-------- Texte fourni --------

I.        Le jugement

II.       imputation des frais nécessaires au débiteur

A.      recouvrement d’une créance justifiée

B.       frais nécessaires à compter de la mise en demeure

III.      L'ARTICLE 700 NCPC

IV.      OCTROI DE DÉLAIS DE PAIEMENT

 

 

 

L’exécution elle-même du jugement n’exige du syndic que la surveillance des diligences de l’huissier chargé de l’exécution forcée, lorsqu’elle s’avère nécessaire. Nous traitons néanmoins ici trois difficultés récurrentes auxquelles peuvent être confrontés les syndics :

 

·        l’imputation légale des frais nécessaires au débiteur (réforme SRU)

·        l'application de l'article 700 NCPC

·        l'octroi de délais de paiement au copropriétaire débiteur

I.               Le jugement

Dans le cas classique d’une décision rendue après une audience de plaidoiries, le jugement comporte essentiellement la motivation puis le dispositif. Cette dernière partie indique

- Soit que le syndicat est déclaré irrecevable ou mal fondé en sa demande

- Soit que la demande est recevable et bien (ou partiellement) fondée.

Dans ce cas, le jugement précise les condamnations prononcées au titre :

- Du principal de la demande (les charges dues)

- Des intérêts

- De l’indemnité sollicitée en vertu de l’article 700 NCPC

- Des dommages et intérêts

- Des frais et dépens

Le tribunal statue également, s’il y a lieu, sur les modalités d’application de l’article L 10-1 (voir ci-dessous)

Si le jugement est susceptible d’appel, le Tribunal peut en outre accorder pour tout ou partie de la demande l’exécution provisoire.

 

A la suite du jugement le débiteur peut prendre l’initiative de régler tout ou partie des condamnations prononcées contre lui. Ce faisant, il conserve néanmoins le bénéfice des recours possibles, soit l’appel, soit le pourvoi en cassation. C’est pourquoi il est souvent opportun de faire signifier un jugement obtenu par le syndicat lorsque l’intérêt du litige n’est pas limité à la somme réclamée mais porte également, de manière implicite ou explicite, sur une question juridique (un problème de répartition des charges par exemple). La signification fait en effet courir les délais de recours. Ces délais étant expirés, on peut considérer que le litige est éteint. Cette question doit être examinée avec l’avocat du syndicat.

-------- Données de la tâche --------

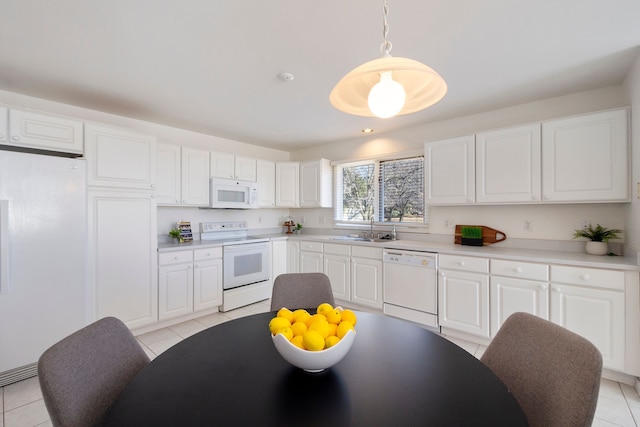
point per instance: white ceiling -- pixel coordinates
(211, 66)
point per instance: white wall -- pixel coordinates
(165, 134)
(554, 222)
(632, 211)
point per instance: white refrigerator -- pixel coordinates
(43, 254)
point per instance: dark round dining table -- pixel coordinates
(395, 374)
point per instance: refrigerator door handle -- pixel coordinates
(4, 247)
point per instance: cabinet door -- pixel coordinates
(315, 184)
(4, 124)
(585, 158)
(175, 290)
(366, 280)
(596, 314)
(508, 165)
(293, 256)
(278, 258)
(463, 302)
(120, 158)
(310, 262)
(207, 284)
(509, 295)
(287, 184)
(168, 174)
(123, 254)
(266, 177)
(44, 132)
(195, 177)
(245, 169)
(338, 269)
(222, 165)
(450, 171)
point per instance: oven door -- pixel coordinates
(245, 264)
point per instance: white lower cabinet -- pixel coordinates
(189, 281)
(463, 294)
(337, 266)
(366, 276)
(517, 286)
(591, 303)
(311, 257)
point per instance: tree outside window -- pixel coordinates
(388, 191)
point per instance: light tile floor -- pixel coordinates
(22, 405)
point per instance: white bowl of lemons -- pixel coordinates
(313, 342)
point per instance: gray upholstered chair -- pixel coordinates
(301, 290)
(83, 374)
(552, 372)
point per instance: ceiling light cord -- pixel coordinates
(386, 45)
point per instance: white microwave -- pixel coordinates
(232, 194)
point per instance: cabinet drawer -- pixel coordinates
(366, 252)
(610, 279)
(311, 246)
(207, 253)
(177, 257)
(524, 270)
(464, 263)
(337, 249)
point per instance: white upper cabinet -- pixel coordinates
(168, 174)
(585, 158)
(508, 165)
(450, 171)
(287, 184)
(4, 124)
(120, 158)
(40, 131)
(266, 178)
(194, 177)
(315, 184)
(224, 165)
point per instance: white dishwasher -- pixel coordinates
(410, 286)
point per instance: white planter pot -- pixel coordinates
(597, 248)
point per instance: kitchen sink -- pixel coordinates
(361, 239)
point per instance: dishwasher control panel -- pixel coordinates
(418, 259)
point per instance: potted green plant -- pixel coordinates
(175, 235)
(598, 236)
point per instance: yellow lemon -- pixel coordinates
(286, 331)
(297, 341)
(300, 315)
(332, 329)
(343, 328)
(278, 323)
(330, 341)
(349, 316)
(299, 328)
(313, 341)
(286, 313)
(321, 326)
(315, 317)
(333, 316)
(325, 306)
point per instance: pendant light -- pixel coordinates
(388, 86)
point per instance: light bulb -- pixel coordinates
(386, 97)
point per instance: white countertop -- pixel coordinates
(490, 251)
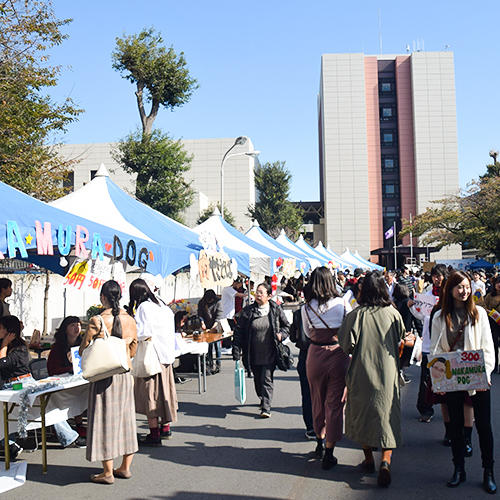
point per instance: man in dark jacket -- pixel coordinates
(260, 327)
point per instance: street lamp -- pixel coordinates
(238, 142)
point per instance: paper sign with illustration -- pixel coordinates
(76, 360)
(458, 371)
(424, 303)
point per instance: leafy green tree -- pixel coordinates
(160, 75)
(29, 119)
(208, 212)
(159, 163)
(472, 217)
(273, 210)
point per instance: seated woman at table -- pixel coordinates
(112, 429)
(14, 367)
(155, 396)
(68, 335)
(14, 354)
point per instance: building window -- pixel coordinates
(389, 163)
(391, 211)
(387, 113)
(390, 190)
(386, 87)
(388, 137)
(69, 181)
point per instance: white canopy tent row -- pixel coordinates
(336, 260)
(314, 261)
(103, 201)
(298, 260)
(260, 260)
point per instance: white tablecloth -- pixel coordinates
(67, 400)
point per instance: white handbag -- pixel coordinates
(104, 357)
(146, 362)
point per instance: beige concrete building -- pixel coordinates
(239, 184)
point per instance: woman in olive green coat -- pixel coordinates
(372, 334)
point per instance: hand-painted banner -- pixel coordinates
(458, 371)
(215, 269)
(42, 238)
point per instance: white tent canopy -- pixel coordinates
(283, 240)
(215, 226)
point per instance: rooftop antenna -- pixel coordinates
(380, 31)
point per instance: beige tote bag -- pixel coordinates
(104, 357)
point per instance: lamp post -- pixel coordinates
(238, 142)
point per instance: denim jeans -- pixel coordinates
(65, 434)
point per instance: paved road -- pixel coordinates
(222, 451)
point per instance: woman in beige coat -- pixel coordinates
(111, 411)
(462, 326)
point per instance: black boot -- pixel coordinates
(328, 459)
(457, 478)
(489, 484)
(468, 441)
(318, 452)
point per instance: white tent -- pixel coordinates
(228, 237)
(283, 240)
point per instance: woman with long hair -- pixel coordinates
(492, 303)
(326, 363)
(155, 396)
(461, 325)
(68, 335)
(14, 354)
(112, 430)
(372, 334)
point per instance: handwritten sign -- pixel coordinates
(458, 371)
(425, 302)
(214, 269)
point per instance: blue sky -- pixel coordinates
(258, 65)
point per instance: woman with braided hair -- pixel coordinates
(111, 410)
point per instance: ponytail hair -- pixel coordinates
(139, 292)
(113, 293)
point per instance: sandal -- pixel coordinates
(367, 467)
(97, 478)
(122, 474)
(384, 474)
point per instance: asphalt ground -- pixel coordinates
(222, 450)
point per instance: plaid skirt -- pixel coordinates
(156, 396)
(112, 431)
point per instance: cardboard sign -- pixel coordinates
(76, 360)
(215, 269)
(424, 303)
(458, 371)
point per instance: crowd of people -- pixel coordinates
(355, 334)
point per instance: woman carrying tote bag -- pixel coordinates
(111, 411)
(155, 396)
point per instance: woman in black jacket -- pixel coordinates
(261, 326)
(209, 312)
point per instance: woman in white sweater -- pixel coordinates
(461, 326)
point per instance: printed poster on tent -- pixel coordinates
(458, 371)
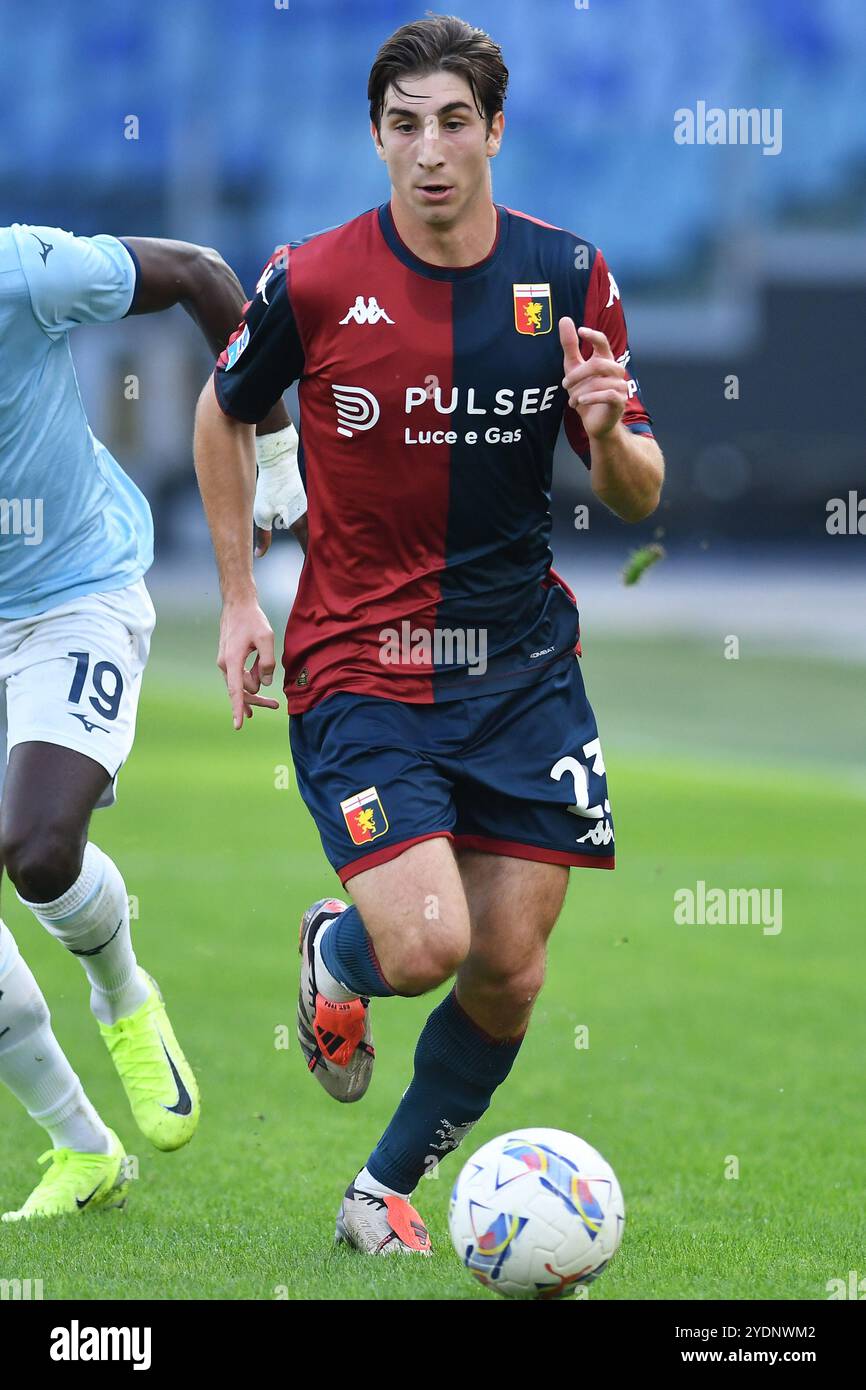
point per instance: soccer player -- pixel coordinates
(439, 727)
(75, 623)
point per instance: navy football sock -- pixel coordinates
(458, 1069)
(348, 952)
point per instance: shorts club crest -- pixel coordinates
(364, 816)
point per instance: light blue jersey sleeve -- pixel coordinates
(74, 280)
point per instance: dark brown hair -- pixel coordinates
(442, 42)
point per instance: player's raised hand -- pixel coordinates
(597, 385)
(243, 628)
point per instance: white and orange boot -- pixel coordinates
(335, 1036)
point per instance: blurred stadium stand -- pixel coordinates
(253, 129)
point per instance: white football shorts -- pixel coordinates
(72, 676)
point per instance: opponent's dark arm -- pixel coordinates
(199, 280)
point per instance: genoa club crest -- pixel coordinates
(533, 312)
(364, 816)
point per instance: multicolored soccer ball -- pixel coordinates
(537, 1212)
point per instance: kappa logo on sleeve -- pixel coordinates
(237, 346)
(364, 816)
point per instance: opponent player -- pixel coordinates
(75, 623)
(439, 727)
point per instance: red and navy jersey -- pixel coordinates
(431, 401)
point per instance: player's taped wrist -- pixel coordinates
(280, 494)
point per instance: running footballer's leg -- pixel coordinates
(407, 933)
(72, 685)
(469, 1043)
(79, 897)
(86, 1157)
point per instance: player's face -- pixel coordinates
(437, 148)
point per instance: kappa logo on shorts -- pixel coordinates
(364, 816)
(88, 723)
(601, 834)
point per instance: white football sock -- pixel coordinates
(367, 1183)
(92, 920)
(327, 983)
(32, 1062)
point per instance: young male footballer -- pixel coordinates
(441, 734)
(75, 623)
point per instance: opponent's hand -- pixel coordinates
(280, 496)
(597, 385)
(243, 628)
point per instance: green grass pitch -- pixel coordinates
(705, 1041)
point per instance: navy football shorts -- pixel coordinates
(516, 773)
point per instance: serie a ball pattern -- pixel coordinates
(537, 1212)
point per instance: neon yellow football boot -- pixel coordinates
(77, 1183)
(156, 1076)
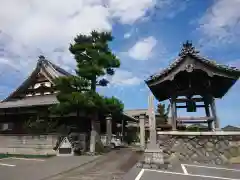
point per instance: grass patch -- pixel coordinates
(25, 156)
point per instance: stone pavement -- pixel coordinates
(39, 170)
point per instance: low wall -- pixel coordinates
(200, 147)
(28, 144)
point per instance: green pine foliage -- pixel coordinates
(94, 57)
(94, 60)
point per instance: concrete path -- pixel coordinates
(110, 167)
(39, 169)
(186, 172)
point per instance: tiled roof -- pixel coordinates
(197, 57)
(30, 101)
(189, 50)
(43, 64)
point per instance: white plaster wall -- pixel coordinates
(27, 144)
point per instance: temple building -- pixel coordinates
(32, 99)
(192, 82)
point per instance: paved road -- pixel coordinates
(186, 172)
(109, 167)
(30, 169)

--------

■ **Consigne 1**: Dans les enregistrements, renommez « paved road » en « surfaced road » et réécrivez les lignes qui commencent à celle contenant « point per instance: temple » et vont jusqu'à la dernière ligne des enregistrements, sans rien modifier d'autre.
■ **Consigne 2**: Rédigez la suite du texte sur le jugement obtenu par le syndicat de copropriété et son exécution.
Le texte fourni et les enregistrements n'ont aucun rapport entre eux.

■ **Réponse rédigée 1**:
point per instance: temple building -- pixel coordinates
(32, 99)
(192, 82)
point per instance: surfaced road -- pixel coordinates
(186, 172)
(109, 167)
(30, 169)

■ **Réponse rédigée 2**:
Si le débiteur condamné ne s’exécute pas, il est nécessaire de procéder à l’exécution forcée. Le soin en est confié à un huissier qui, après expiration du délai d’appel, s’il y a lieu, délivrera commandement de payer et mettra en œuvre les mesures d’exécution à déterminer en fonction de la situation du débiteur, de l’importance de la somme due et des indications complémentaires fournies par le syndic. La mission du syndic est alors de surveiller périodiquement l’évolution du dossier et la remise par l’huissier des acomptes qu’il aura reçus.

En principe, le syndic ne doit pas accepter de recevoir directement du débiteur des sommes venant en compte sur une condamnation dont l’exécution est en cours. S’il le fait, ou si des versements sont faits à ce titre par virement, le syndic doit informer sans délai l’huissier en précisant le montant payé et la date du paiement.

Lorsque les sommes dues ont été intégralement payées, l’huissier adresse au syndic un décompte détaillé, accompagné du règlement du solde revenant au syndicat. C’est au vu de ce décompte que le syndic doit passer les écritures comptables générées par la procédure. C’est opération exige un soin particulier.

II.             imputation des frais nécessaires au débiteur

Le recouvrement des charges impayées impose au syndicat des frais dont le montant n’est pas négligeable. Le syndicat peut se trouver dans l’impossibilité d’en effectuer l’avance. On se trouve alors confronté à une paralysie totale du mécanisme syndical.

La croissance constante du nombre des procédures de recouvrement et l'importance des frais qui en résultent pour les syndicats pose un problème éthique et financier qui ne saurait être éludé. Aux abus qui ont pu être constatés dans le passé dans l'utilisation des clauses d'aggravation des charges a répondu une interprétation rigoureuse des dispositions de la Loi du 9 juillet 1991. L'imputation au responsable d'une aggravation quelconque des charges communes est un principe fondamental du droit des institutions collectives sans but lucratif, corollaire de l'obligation de participer de bonne foi à la gestion commune. Si l'on peut admettre qu'un commerçant doit intégrer dans ses prévisions les risques relatifs d'impayés, il ne saurait en être de même des dommages subis par une association ou une institution assimilée du fait de l'un de ses membres.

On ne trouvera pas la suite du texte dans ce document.